- _Exercise aim_: In the listing below, locate the line containing "the large front"; reproduce that line and all lines that follow it, unchanged.

- _Dataset entries_:
··········
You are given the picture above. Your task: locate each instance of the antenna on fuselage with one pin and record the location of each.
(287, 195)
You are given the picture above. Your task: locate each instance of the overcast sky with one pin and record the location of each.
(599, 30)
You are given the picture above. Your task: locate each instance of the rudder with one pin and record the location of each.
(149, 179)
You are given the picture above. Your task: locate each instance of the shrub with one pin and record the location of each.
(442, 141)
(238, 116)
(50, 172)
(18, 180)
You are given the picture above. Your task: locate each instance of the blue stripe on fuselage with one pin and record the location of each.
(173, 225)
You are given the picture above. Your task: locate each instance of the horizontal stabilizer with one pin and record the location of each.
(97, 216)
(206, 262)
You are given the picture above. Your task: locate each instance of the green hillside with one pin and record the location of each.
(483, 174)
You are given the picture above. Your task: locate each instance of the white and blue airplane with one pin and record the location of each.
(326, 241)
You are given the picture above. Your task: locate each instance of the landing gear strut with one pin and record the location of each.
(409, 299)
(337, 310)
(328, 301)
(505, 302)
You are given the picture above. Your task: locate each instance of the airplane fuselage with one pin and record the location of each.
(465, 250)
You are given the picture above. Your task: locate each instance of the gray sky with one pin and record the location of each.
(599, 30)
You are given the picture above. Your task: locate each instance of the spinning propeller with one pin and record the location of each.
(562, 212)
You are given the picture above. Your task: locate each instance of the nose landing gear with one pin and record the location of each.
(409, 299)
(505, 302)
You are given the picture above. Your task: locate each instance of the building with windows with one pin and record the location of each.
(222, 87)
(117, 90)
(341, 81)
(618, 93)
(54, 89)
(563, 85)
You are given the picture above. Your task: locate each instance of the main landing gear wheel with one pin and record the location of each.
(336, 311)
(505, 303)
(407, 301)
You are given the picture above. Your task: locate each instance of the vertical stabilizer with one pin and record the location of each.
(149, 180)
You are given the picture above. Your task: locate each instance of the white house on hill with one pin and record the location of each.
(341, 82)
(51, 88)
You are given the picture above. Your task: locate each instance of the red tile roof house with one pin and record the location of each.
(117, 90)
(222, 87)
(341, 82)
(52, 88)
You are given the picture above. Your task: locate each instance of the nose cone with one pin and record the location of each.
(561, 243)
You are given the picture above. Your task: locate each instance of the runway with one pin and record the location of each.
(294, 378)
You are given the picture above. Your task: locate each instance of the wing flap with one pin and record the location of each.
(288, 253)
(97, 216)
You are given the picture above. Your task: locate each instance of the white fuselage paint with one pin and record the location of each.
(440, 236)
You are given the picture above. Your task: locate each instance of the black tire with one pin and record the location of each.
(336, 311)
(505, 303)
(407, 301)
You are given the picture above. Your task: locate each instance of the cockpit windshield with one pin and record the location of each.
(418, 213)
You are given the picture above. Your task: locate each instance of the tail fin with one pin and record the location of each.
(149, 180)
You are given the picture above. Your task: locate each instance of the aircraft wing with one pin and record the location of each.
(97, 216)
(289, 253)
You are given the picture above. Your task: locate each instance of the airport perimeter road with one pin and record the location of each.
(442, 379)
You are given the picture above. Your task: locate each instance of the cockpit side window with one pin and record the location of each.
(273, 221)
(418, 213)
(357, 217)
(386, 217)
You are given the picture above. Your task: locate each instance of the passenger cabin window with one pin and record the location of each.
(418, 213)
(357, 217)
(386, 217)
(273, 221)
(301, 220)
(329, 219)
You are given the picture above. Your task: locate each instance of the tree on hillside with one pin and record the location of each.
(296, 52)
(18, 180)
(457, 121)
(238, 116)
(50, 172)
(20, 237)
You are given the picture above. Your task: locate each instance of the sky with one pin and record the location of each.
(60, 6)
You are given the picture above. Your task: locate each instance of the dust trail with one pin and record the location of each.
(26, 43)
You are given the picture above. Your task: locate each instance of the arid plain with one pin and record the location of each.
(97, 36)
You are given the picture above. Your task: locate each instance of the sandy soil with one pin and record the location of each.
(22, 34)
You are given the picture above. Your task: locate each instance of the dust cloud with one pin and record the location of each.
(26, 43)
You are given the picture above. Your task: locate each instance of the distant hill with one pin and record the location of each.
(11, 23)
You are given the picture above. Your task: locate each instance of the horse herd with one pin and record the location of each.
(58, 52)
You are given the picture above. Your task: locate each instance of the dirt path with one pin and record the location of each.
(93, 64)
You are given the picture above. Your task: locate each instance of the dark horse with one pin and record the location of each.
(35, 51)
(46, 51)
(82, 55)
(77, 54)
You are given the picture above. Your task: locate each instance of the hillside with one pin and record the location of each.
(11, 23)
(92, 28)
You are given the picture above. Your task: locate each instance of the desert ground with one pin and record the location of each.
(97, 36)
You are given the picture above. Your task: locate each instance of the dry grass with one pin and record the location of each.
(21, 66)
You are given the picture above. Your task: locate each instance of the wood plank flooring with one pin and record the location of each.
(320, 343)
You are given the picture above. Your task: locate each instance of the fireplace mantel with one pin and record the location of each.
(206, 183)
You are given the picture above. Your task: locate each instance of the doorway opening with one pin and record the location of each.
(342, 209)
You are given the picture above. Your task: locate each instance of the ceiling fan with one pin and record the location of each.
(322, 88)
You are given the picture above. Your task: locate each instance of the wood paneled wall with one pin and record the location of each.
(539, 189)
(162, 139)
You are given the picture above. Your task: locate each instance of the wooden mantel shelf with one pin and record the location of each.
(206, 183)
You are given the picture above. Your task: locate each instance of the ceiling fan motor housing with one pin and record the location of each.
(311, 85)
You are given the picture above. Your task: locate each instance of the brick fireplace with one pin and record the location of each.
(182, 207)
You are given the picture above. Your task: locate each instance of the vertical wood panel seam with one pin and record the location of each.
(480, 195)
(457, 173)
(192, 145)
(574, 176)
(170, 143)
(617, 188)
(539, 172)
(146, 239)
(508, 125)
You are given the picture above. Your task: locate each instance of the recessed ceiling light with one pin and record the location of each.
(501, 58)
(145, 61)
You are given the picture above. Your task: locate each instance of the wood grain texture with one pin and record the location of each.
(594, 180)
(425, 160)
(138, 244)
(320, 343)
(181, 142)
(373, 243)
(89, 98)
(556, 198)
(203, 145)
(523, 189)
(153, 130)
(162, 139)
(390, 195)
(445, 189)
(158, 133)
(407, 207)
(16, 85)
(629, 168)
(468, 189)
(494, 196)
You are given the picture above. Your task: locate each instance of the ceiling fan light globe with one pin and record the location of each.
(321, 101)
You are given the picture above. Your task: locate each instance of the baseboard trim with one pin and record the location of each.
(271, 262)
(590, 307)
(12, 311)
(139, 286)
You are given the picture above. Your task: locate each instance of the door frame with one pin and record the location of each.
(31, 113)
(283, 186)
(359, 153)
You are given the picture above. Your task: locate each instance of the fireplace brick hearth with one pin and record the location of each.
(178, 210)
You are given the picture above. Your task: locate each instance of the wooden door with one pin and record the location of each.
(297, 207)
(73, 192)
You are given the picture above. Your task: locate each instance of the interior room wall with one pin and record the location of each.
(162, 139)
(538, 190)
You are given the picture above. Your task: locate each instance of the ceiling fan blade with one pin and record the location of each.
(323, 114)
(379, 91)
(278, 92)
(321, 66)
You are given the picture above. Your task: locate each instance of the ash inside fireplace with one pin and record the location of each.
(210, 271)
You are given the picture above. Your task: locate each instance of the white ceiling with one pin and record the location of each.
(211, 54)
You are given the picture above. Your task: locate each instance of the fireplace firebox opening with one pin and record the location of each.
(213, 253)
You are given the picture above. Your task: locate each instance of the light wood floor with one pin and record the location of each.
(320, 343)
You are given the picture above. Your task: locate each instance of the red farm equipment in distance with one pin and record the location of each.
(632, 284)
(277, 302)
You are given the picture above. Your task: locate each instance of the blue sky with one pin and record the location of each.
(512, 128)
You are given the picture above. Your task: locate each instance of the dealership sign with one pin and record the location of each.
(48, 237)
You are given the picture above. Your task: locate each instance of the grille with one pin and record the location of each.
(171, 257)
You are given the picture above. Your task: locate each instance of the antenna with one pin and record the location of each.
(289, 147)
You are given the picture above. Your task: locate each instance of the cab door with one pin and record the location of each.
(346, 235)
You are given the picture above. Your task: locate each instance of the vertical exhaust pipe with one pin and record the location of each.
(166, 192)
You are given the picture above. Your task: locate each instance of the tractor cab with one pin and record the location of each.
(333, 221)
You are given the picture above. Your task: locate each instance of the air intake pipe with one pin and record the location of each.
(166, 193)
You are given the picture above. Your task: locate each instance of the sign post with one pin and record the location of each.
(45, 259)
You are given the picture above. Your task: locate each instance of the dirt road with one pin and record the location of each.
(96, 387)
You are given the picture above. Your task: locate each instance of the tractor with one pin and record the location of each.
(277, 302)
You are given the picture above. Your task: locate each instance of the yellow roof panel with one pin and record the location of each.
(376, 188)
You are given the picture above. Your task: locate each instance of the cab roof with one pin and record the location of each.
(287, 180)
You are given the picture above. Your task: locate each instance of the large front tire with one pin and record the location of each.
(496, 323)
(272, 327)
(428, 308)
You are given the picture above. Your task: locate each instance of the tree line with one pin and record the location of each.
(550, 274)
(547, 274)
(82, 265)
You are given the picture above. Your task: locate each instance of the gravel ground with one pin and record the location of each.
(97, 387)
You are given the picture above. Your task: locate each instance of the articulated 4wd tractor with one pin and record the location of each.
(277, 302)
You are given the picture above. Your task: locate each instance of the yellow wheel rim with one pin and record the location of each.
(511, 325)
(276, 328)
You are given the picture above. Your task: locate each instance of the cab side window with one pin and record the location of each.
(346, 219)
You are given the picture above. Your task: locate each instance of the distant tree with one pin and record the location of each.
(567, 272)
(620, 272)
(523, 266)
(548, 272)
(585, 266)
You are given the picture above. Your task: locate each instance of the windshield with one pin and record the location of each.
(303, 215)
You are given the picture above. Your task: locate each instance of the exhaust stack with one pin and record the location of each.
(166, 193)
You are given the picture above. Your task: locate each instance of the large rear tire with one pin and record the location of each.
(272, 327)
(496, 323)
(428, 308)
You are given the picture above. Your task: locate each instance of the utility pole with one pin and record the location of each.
··········
- _Correct response_:
You are given the picture above. Your task: locate each instance of the large front tire with one pin and record the location of each.
(496, 323)
(272, 327)
(428, 308)
You are given the picture above. Your task: locate each instance of the tree line with one pin and record the location of each.
(550, 274)
(547, 274)
(82, 265)
You are given the picture above. Your task: locate each instance of the gravel ground with one pin and record the location of each.
(97, 387)
You are given the picture above. Your task: locate each instance of the articulated 4wd tractor with one pin and record the location of each.
(277, 302)
You are given the picture above. Your task: locate each instance of the yellow wheel rim with one pin and record the location of each.
(511, 325)
(276, 328)
You are given the picture above. Your task: locate each instance of the cab side window with one pin and record the location of each.
(346, 219)
You are given the picture above. Your task: locate each instance of the distant tree with one pin and record the location of each.
(567, 272)
(620, 272)
(523, 266)
(548, 272)
(585, 266)
You are given the picture above. Your task: locate each instance of the windshield with one pin and record the location of each.
(303, 215)
You are given the picture above. Your task: locate each instance of the exhaust stack with one pin and record the location of each.
(166, 193)
You are given the picture above. Your task: locate each instance of the large rear tire with one pin and record the location of each.
(272, 327)
(496, 323)
(428, 308)
You are given the picture above. Your task: locate each instance of the utility pole with one pin and record the location of each.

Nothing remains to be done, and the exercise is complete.